[Data listing]
** start **
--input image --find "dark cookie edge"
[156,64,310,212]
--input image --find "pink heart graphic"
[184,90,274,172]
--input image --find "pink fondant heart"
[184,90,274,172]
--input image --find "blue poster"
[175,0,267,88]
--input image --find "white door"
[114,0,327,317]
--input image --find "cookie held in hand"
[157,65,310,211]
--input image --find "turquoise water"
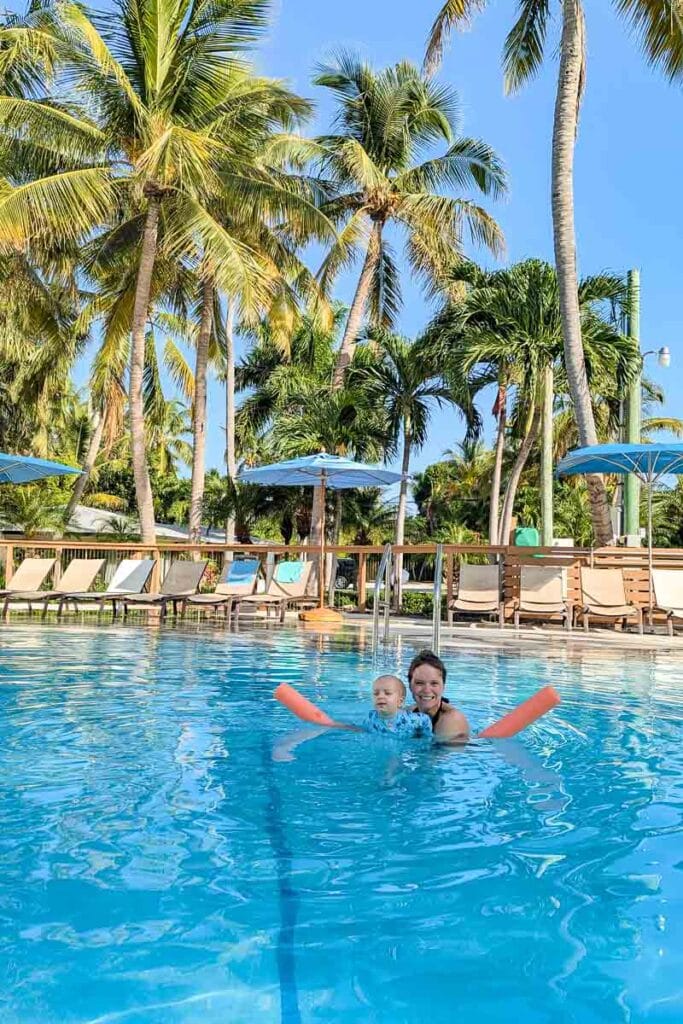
[0,627,683,1024]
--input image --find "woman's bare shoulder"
[434,705,470,739]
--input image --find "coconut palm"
[347,331,478,607]
[0,0,323,543]
[427,260,639,544]
[308,52,506,386]
[425,0,683,544]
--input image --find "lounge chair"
[514,565,572,630]
[4,558,104,618]
[0,558,56,618]
[57,558,155,618]
[122,558,209,618]
[650,569,683,637]
[447,562,505,626]
[236,562,316,623]
[183,558,261,618]
[577,568,643,633]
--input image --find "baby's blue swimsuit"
[362,710,432,738]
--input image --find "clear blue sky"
[78,0,683,468]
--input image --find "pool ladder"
[373,544,443,654]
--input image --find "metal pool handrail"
[373,544,392,650]
[432,544,443,654]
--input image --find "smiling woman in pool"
[408,650,470,742]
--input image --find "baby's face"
[373,676,403,718]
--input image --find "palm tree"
[0,0,315,543]
[347,331,476,607]
[425,0,683,544]
[308,52,506,386]
[427,260,639,544]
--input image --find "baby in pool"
[364,676,432,737]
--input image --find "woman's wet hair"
[408,650,446,686]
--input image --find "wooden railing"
[0,539,683,612]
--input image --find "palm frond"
[424,0,486,75]
[503,0,550,93]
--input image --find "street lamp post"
[623,270,671,538]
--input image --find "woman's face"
[411,665,443,715]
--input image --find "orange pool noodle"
[479,686,560,739]
[272,683,338,725]
[272,683,560,739]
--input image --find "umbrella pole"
[647,478,654,626]
[317,473,325,608]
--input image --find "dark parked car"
[335,557,358,590]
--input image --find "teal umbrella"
[557,443,683,611]
[238,452,401,607]
[0,453,81,483]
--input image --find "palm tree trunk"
[499,408,541,544]
[332,221,382,388]
[552,0,612,545]
[394,420,413,611]
[129,196,161,544]
[541,365,554,548]
[187,276,214,543]
[65,413,104,526]
[488,382,508,544]
[328,490,344,608]
[225,299,238,544]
** end **
### Given request
Please rescale the part of the listing above that opens with its first line and closes with the line containing "[373,544,443,654]". Repeat those lines with the requests included, multiply every bounding box coordinate in the answers by 1.6, round each to a whole number with halves going up, and leave out the pictures.

### Correct result
--input image --find "dark cookie edge"
[250,102,496,339]
--input image --find "pink heart graphic"
[294,144,438,275]
--input image --find "pink fondant heart"
[294,144,438,275]
--input image --find "blue poster"
[280,0,427,141]
--input image --find "white door"
[182,0,523,507]
--input image --find "cookie held in hand"
[251,104,496,338]
--input image --find "turquoise water"
[0,1003,1093,1638]
--input image --find "woman's bare shoulder"
[694,1128,752,1182]
--input image --find "coconut palm"
[555,530,765,971]
[0,0,517,869]
[683,416,1022,870]
[493,83,810,618]
[680,0,1093,870]
--input image --find "lounge chair"
[822,904,915,1008]
[6,893,166,989]
[0,893,90,989]
[91,893,248,989]
[195,893,334,989]
[1040,910,1093,1019]
[715,899,808,1002]
[378,899,506,997]
[293,893,418,989]
[923,909,1029,1013]
--input image --find "baby's blue swimsuit"
[579,1136,691,1181]
--input image --find "clear blue sky"
[125,0,1093,749]
--input image --find "pool ladder"
[597,870,709,1046]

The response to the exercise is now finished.